__Exercise instructions__: Render the lines below as a numbered list, beginning with the line that contains "Might there be any white chair" and continuing through the line that contains "Might there be any white wall", and leave out any blank lines.

__Records for processing__:
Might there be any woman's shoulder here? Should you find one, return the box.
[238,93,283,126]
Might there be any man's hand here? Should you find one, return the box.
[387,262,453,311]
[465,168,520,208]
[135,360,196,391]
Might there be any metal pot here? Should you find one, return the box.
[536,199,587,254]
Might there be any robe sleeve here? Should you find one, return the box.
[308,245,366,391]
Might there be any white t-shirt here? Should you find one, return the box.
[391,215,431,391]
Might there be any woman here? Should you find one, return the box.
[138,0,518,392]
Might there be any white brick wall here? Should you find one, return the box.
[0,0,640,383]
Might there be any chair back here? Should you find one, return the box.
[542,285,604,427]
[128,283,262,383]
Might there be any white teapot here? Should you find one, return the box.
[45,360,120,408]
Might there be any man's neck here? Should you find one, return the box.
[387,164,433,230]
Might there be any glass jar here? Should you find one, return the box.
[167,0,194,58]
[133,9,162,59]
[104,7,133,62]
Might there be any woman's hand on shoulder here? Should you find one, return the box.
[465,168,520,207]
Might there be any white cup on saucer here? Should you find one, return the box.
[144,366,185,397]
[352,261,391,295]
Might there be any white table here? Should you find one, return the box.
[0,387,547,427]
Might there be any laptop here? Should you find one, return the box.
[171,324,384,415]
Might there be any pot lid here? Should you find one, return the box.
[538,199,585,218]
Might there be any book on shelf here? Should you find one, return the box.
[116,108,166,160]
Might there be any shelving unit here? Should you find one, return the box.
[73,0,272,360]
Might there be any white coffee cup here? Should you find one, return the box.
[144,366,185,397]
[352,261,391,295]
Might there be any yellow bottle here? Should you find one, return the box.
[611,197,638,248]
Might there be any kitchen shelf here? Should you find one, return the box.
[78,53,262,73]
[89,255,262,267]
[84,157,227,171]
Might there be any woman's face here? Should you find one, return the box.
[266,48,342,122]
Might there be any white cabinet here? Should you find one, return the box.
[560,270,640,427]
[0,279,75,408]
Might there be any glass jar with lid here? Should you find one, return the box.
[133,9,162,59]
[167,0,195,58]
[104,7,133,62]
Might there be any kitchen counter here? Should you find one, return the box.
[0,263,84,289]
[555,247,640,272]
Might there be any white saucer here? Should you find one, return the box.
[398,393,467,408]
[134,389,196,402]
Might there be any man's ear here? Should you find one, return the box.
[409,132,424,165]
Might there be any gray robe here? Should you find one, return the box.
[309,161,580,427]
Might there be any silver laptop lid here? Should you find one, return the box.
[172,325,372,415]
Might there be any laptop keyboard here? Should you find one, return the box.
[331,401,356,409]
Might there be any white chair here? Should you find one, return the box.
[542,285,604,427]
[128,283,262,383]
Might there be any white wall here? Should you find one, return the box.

--

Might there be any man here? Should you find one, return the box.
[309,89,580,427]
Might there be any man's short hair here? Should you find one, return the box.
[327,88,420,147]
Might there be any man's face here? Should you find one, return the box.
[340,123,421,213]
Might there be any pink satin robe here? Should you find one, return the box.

__Reply to the exercise__:
1. Might there be any white chair here? Should you find one, return the box.
2. [542,285,604,427]
3. [128,283,262,383]
4. Might there be any white wall here? Should you find one, return the box.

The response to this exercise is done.